● Required task a
Put the listing from the line with "Would you kindly point at the short" up to and including the line with "<point>473,1045</point>" into a two-column CSV with the headers instruction and response. Give one row per request, with its text under instruction and its answer under response, each in a single quoted field with line breaks replaced by spaces.
═════ Given passage ═════
# Tutorials and references on booting from tape, please.



## gladiola (May 20, 2020)

I have a computer with an LTO drive.  I'm curious about the possibility of booting FreeBSD 12.1 from tape.  Most of the instructions I've found have been centered around the concept of storing BSD on a hard drive.  Do any of you have any reference recommendations for working with FreeBSD 12.1 from tape?  

Just curious, and I know we have a handbook.  Who's actually booted from tape here?  What's it take?


----------



## SirDice (May 20, 2020)

Nobody _boots_ from tape any more. This was done in the '70s and '80s, early computing history. Until things like hard and floppy drives became more prevalent. Nowadays tapes are only used for backups, nothing more. And even that is dwindling, although there are still some companies that use tape for long-term backups.


----------



## ralphbsz (May 20, 2020)

gladiola said:


> What's it take?


The problem here is that the CPU needs to execute code that know how to read from tape. And that code has to get into the CPU somehow. So we need to ask: where does the first code the CPU executes come from? The answer is on standard hardware (PC) today: From flash memory on the motherboard, namely the BIOS. Today's BIOS has code to boot by reading from various direct access storage, typically disk, floppy, and USB mass storage. Not from tape. So someone would have to modify a BIOS to read tape. Given that tape is sadly falling by the wayside for most users, that's unlikely to happen.

I used to boot from tape ... in the late 70s and early 80s. The machine was a Philips P7000 (which was an OEM version of the Four Phase Systems CPU). That was done by toggling in the necessary instructions from the front panel; it took about a half dozen instructions.
═════
● Required task b
In the forum thread on booting from tape, what machine did ralphbsz boot from tape in the late 70s and early 80s?
═════ Stored records ═════
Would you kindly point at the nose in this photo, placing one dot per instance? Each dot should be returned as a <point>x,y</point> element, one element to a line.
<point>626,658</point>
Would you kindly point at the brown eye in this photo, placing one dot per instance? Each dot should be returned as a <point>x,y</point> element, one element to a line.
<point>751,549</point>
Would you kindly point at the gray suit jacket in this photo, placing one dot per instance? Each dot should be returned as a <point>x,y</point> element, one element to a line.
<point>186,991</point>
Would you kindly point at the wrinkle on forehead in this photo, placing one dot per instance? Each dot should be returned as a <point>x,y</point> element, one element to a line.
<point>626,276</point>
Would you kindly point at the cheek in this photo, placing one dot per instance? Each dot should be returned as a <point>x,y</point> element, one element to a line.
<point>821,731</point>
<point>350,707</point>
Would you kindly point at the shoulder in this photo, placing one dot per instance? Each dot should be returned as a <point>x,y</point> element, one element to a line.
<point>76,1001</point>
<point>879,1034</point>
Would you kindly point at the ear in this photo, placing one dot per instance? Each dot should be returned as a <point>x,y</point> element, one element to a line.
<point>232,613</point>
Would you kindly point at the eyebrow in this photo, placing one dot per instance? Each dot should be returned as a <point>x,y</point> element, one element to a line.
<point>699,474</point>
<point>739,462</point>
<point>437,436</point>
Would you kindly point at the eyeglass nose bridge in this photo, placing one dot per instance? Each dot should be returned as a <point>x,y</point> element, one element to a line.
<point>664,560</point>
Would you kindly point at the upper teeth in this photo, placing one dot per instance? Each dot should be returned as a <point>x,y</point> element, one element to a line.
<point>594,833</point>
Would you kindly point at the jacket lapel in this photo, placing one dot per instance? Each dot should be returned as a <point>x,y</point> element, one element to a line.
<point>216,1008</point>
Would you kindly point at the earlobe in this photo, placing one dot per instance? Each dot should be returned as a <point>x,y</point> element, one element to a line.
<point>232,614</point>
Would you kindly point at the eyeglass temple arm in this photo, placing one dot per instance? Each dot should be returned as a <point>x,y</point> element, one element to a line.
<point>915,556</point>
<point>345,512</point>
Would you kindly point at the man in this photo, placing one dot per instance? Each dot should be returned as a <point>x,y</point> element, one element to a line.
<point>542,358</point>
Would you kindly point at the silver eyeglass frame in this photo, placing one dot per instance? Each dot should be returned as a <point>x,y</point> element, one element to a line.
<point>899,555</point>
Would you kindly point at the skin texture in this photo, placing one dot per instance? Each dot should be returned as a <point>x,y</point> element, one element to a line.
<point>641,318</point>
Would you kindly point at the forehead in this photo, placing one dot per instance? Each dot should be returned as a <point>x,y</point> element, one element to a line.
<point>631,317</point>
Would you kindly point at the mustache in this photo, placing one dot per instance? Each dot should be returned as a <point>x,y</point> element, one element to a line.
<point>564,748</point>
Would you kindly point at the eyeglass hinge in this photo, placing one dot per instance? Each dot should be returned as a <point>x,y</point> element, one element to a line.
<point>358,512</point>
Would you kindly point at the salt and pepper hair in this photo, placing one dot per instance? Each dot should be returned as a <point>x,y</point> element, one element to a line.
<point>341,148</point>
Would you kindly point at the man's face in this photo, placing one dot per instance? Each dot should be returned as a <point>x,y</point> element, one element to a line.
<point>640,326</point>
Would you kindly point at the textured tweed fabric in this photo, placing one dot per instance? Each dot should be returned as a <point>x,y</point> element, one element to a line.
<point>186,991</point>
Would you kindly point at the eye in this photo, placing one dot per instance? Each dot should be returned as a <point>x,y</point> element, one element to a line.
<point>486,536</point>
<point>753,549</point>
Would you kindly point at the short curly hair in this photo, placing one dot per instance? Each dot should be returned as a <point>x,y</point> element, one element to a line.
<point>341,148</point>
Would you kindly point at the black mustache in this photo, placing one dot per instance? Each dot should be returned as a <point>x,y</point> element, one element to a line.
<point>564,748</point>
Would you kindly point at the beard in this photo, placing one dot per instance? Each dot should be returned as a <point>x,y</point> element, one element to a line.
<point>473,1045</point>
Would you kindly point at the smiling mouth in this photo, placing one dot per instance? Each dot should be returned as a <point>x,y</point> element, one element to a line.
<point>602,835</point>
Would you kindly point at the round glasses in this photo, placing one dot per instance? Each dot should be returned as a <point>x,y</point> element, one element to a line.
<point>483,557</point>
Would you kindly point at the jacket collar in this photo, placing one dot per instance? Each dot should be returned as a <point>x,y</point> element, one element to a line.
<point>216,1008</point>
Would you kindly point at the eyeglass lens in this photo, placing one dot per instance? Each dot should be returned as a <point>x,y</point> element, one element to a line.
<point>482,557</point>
═════
═════ Stored records ═════
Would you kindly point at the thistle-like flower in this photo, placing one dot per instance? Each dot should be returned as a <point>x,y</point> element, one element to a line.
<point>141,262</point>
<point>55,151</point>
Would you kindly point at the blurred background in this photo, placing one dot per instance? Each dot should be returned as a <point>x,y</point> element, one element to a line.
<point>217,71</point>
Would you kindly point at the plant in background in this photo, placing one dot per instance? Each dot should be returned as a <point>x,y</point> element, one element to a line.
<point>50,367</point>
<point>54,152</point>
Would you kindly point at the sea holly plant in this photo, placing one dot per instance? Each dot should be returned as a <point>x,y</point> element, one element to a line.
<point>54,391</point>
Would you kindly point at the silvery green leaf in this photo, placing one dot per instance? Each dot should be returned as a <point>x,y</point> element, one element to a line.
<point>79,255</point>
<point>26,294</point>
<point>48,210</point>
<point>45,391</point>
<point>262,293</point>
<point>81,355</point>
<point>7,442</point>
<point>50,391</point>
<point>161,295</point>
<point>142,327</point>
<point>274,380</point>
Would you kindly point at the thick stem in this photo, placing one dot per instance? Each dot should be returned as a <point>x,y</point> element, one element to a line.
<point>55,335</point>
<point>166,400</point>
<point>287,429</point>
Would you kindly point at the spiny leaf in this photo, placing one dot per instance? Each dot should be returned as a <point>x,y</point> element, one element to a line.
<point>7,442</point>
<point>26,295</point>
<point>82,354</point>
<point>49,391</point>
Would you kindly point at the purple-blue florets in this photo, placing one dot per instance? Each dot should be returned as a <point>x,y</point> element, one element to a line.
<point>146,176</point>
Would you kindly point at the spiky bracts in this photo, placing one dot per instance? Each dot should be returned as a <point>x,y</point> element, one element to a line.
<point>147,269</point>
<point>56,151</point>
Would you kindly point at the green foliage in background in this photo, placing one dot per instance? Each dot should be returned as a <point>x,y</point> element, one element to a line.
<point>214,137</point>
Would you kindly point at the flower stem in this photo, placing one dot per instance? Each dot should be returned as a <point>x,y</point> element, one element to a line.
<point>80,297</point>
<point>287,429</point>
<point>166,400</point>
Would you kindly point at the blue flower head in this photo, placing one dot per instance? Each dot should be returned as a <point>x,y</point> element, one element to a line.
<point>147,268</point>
═════
● Correct result a
instruction,response
"Would you kindly point at the short curly hair in this photo, placing one dot per instance? Each dot should be returned as a <point>x,y</point> element, one element to a line.","<point>341,148</point>"
"Would you kindly point at the black mustache in this photo, placing one dot per instance? Each dot should be returned as a <point>x,y</point> element, one element to a line.","<point>564,748</point>"
"Would you kindly point at the beard in this photo, placing one dot per instance? Each dot should be returned as a <point>x,y</point> element, one element to a line.","<point>473,1045</point>"

● Correct result b
A Philips P7000, an OEM version of the Four Phase Systems CPU.